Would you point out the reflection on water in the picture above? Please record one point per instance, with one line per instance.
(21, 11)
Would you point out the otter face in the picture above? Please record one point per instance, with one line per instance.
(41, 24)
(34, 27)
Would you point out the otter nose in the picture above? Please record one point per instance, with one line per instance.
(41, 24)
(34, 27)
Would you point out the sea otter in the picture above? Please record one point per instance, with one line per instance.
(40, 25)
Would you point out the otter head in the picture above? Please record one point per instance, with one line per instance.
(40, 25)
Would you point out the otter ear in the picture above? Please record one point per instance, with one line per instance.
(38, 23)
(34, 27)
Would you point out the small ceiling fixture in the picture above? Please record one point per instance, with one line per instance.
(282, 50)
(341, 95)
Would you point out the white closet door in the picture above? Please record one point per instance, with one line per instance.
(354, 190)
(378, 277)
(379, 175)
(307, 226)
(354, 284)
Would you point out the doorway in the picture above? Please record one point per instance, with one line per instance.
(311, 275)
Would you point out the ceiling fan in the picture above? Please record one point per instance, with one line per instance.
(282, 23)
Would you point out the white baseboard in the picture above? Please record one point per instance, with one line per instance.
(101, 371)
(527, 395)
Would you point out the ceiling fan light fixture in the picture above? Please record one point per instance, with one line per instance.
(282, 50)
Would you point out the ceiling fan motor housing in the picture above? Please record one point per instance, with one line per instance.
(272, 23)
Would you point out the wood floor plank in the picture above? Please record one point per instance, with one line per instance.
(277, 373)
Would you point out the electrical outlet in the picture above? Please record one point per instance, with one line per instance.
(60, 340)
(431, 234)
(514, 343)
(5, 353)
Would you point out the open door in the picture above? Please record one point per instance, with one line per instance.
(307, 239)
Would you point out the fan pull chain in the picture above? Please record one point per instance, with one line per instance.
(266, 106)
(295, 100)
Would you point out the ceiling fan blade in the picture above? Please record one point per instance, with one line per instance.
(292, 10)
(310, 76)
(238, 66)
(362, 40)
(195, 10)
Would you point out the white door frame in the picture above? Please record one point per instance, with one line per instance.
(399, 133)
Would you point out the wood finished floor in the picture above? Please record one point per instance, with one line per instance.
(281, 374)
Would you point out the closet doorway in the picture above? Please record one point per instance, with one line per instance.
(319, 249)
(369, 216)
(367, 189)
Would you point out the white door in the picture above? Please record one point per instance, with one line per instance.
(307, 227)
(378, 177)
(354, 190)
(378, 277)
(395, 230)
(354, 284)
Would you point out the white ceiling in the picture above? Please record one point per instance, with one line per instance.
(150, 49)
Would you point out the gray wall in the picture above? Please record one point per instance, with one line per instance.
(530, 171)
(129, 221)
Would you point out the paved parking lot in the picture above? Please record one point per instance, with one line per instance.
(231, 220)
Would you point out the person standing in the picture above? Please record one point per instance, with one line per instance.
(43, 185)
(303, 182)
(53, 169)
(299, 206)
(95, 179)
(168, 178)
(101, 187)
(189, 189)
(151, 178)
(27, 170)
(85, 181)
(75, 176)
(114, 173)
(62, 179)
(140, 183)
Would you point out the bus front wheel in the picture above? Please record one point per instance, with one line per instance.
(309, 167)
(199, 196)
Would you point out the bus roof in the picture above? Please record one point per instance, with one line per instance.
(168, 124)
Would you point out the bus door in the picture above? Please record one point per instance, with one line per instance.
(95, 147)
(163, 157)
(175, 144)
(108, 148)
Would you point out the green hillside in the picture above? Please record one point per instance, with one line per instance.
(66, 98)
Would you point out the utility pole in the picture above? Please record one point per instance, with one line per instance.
* * * * * * *
* _EXERCISE TASK_
Find the line containing "Would you point out the white ceiling" in the material above. Print it and every line after it through the end, exactly and only those.

* _RESULT FOR THIS EXERCISE_
Would you point out the white ceiling in the picture above? Please record one point per instance, with one line per instance.
(150, 49)
Would you point out the gray wall in the picture above? Please record one point per instance, with one line per instance.
(530, 171)
(129, 221)
Would you point out the paved parking lot in the picture above? Please record one point per instance, with one line per instance.
(231, 220)
Would you point out the person standing in the picture above? Please record one point per instance, with one line per instance.
(43, 185)
(303, 182)
(53, 169)
(299, 206)
(95, 179)
(168, 178)
(101, 187)
(189, 189)
(151, 178)
(27, 170)
(85, 181)
(75, 176)
(114, 173)
(62, 179)
(140, 183)
Would you point out the bus front wheel in the picture above? Please record one point per instance, with one line per instance.
(309, 167)
(199, 196)
Would you point out the bus roof in the picture above? Please record one point per instance, with one line per instance.
(168, 124)
Would you point out the bus door in the picture above? Please record one point per instance, with one line per instance.
(95, 147)
(163, 157)
(175, 144)
(108, 148)
Would you point out the green hillside in the picture above? Please record one point per instance, with one line per instance.
(66, 98)
Would you point out the utility pole in the picture above? Please record one point per instance, with one line per instance.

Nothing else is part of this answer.